"""

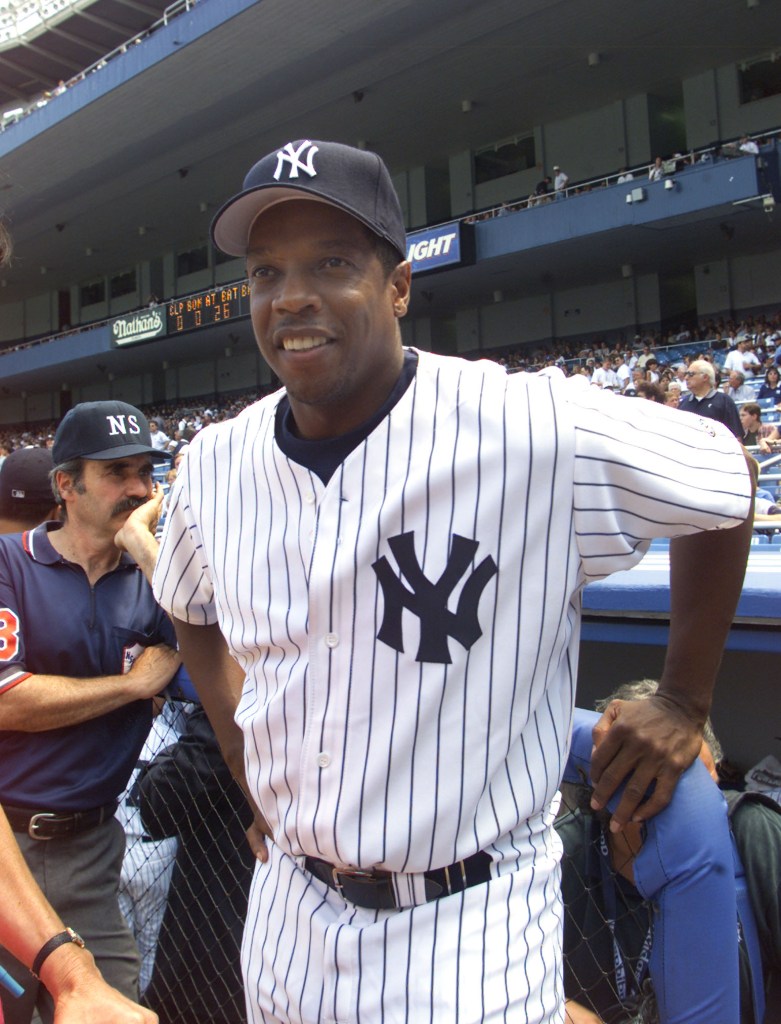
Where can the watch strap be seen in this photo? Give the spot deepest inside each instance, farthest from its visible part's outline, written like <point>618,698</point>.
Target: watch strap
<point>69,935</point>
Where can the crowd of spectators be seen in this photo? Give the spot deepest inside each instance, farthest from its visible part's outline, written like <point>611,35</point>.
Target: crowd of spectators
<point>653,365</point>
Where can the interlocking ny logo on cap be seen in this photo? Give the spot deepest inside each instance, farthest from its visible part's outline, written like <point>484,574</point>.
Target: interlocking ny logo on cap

"""
"""

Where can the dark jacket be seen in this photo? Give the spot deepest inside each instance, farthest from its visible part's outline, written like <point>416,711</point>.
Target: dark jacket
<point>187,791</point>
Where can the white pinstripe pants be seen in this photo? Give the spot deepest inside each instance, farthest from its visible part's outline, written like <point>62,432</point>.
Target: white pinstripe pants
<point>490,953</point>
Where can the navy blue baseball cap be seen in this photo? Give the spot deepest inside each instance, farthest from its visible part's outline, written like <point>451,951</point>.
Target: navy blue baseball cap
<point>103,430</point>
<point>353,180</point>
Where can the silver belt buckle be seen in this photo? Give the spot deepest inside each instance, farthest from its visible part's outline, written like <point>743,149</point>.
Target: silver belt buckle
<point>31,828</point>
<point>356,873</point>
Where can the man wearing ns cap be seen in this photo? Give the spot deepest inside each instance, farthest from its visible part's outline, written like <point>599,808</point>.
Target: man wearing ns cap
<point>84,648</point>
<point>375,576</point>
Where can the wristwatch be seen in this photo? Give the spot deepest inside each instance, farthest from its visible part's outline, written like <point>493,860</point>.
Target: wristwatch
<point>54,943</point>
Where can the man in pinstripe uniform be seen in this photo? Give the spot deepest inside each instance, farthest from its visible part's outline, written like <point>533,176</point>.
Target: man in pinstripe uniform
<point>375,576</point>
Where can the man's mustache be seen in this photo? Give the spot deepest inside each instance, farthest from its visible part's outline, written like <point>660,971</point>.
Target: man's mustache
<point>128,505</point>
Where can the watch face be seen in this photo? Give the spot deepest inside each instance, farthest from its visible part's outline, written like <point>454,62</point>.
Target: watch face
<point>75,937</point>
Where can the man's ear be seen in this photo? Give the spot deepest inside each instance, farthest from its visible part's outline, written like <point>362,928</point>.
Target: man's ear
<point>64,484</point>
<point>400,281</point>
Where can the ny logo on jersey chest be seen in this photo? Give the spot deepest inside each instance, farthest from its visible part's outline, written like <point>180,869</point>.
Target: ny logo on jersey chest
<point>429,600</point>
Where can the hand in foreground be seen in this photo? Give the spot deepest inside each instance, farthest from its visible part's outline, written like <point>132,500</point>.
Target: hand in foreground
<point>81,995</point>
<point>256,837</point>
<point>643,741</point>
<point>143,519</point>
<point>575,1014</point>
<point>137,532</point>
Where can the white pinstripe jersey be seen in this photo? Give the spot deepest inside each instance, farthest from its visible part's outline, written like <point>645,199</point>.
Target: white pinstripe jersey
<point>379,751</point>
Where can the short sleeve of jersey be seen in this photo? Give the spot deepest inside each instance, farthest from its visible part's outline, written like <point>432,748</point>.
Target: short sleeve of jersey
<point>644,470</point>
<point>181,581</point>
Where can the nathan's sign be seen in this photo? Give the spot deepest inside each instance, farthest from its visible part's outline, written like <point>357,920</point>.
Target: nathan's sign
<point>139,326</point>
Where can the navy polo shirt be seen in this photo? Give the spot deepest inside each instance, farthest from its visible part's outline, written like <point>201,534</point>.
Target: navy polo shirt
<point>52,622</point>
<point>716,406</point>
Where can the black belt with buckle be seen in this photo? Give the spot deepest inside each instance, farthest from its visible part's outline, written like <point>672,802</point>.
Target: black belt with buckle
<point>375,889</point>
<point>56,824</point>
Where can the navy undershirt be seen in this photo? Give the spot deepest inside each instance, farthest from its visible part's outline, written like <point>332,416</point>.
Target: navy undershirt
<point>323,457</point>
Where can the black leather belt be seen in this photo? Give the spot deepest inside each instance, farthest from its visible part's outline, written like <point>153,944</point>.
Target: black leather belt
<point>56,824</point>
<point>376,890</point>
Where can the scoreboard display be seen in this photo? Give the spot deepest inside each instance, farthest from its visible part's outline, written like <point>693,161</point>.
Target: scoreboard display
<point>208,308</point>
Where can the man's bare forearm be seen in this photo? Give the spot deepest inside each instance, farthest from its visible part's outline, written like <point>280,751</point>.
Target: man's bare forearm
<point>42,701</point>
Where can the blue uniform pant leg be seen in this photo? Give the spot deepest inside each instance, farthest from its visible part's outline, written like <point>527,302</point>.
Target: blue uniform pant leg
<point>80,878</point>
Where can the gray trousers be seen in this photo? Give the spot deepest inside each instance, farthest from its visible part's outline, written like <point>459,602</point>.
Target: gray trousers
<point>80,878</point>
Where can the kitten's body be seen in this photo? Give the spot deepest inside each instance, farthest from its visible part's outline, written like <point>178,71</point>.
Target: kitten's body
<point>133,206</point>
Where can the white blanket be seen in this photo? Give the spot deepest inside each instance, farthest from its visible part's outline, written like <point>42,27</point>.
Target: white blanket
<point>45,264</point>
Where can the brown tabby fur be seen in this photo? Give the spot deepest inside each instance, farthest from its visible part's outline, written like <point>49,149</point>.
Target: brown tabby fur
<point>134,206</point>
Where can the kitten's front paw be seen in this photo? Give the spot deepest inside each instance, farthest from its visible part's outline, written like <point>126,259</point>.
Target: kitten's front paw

"""
"""

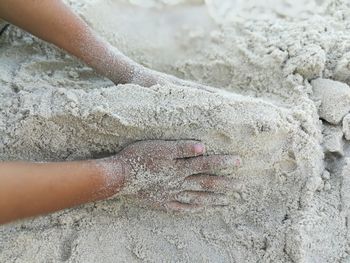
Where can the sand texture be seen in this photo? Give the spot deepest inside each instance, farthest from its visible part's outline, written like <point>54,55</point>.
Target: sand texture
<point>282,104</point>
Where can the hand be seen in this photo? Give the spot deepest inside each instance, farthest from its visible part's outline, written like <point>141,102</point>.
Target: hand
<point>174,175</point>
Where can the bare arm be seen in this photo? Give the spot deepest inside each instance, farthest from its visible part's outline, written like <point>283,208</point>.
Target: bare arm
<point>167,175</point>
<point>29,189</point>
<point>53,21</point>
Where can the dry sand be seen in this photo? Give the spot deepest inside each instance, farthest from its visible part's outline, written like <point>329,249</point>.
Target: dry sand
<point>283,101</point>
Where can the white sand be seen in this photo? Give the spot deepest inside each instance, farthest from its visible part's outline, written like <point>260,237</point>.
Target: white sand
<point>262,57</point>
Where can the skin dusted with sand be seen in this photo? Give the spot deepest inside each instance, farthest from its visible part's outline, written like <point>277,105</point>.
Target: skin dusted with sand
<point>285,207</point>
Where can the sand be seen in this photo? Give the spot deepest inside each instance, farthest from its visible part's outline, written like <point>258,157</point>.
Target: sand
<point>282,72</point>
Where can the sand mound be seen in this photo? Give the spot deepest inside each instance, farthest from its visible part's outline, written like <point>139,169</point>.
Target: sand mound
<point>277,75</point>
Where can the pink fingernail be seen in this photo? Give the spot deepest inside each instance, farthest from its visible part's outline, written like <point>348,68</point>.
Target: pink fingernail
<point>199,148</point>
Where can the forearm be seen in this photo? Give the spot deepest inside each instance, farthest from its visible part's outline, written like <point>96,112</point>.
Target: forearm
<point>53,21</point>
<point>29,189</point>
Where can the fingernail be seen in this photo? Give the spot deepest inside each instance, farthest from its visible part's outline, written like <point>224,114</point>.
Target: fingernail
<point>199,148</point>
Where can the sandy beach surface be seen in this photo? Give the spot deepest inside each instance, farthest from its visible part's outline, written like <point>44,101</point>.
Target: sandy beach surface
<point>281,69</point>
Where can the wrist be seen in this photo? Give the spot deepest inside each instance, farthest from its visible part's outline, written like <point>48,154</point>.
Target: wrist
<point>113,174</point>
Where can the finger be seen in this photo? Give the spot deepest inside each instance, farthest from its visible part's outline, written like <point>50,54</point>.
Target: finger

"""

Scan the records above for the string "interlocking", then select every line that holds it.

Where can the interlocking ny logo on cap be seen in this photo? Give the spot deepest inside each instance, farthest from its visible part's outline, written like <point>484,574</point>.
Target: interlocking ny logo on cap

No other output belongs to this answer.